## 課題の要件
「Tag climbing vine」を含む行から項目の最後までを、「frame」をすべて「image」に置き換えて編集し、書き直しなさい。ほかの部分は一切変えず、この範囲の行だけを示すこと。

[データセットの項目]
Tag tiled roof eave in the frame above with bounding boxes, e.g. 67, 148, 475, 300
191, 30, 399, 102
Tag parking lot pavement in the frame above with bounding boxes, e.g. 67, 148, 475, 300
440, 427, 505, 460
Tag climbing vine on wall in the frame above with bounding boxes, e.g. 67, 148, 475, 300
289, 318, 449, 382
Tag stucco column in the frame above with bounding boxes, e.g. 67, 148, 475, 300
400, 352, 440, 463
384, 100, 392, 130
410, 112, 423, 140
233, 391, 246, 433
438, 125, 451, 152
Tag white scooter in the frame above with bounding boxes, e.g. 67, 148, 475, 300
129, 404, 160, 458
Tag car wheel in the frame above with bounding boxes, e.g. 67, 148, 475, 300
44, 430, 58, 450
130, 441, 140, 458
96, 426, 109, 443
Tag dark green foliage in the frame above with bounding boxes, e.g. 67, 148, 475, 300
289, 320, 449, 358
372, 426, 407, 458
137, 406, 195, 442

## 練習問題の解答
Tag climbing vine on wall in the image above with bounding boxes, e.g. 67, 148, 475, 300
289, 318, 449, 382
Tag stucco column in the image above with bounding boxes, e.g. 67, 148, 475, 300
400, 352, 440, 463
384, 100, 392, 130
410, 112, 423, 140
233, 391, 246, 433
438, 125, 451, 152
Tag white scooter in the image above with bounding boxes, e.g. 67, 148, 475, 300
129, 404, 160, 458
Tag car wheel in the image above with bounding boxes, e.g. 67, 148, 475, 300
44, 430, 58, 450
130, 441, 140, 458
96, 426, 109, 443
Tag dark green foliage in the image above with bounding boxes, e.g. 67, 148, 475, 300
289, 320, 449, 358
372, 426, 407, 458
137, 406, 195, 442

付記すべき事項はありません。